Data items:
-- start --

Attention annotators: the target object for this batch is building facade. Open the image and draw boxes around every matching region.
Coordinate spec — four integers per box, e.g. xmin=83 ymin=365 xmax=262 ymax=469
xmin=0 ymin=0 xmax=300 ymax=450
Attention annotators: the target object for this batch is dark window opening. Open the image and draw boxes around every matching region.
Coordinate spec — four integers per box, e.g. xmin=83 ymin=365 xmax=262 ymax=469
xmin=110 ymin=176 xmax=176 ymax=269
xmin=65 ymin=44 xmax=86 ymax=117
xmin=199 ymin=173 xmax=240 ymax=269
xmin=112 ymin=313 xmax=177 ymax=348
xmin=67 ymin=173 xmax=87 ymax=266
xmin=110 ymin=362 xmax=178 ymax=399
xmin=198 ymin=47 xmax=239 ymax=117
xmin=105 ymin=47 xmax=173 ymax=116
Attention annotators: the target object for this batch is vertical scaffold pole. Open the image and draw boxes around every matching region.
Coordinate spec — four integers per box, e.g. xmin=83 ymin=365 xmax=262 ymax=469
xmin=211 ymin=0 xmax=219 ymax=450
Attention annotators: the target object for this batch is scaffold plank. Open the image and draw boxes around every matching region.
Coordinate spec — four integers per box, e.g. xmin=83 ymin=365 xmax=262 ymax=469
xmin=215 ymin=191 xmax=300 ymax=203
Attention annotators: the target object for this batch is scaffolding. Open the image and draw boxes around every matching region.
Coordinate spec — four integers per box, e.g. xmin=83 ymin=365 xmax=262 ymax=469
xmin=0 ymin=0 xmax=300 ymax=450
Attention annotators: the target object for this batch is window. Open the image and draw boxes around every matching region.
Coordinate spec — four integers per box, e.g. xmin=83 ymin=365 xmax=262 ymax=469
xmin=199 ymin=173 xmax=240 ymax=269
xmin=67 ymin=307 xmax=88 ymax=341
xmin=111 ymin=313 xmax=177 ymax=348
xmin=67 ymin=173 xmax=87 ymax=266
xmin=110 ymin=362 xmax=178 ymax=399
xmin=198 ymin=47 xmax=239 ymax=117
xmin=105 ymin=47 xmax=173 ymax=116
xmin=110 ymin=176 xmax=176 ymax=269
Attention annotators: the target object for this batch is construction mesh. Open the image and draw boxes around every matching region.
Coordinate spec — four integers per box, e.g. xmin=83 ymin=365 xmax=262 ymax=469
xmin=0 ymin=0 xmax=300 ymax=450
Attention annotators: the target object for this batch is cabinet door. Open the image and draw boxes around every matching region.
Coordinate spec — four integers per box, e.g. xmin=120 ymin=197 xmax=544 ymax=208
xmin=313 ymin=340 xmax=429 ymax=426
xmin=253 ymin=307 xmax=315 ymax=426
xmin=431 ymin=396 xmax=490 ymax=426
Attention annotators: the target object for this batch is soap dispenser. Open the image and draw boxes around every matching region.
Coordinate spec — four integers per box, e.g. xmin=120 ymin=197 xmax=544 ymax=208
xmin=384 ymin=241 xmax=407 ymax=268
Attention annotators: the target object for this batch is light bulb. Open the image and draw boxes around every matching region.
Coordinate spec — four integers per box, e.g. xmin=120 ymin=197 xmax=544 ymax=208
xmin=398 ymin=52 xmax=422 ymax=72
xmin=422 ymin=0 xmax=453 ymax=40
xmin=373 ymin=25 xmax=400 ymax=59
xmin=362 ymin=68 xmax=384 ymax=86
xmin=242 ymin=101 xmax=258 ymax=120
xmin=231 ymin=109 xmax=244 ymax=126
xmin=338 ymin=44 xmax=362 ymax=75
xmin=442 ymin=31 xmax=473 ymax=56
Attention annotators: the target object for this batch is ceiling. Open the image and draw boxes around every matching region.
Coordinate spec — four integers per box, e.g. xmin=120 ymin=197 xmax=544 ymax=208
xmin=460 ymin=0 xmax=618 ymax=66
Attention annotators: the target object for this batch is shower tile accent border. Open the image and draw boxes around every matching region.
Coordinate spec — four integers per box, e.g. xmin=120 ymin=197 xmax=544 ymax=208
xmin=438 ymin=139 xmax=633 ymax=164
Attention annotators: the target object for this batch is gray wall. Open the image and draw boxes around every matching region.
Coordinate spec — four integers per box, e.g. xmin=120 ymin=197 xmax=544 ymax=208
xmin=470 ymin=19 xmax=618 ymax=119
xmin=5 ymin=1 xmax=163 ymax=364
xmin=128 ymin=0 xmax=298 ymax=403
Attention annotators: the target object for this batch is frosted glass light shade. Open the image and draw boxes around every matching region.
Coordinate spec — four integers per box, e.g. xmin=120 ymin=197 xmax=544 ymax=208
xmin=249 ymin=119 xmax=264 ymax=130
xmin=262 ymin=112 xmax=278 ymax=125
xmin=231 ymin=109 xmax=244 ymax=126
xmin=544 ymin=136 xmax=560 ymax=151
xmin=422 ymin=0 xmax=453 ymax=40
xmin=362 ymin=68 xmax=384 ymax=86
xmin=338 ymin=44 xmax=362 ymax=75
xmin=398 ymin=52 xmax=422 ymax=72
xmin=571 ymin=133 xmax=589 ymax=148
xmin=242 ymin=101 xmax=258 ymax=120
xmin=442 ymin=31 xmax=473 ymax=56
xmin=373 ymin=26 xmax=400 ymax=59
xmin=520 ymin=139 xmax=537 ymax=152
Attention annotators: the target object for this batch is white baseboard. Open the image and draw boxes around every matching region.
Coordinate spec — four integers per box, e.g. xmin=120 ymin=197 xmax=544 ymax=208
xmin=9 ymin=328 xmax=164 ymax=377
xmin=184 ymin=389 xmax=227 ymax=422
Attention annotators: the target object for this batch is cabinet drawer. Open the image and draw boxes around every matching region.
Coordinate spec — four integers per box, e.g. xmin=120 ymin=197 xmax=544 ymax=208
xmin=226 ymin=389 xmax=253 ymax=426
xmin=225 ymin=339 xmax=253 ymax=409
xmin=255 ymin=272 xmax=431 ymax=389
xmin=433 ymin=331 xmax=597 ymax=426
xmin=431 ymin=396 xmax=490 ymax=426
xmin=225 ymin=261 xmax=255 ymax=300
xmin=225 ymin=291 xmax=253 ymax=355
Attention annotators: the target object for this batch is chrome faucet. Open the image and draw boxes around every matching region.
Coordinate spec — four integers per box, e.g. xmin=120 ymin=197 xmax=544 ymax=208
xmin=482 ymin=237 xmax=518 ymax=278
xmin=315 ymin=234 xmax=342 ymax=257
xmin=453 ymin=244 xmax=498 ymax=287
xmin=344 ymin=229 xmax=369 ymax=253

-- end --

# What you will do
Collect each line of the data above that contains the word "light", and copy every such line in full.

# Exercise output
Attention annotators: the target object for this batch is light bulb. Open the image and draw boxes around every matching region.
Attention annotators: the target object for this batch is frosted glass light shade. Open the image and draw boxes around every matching region.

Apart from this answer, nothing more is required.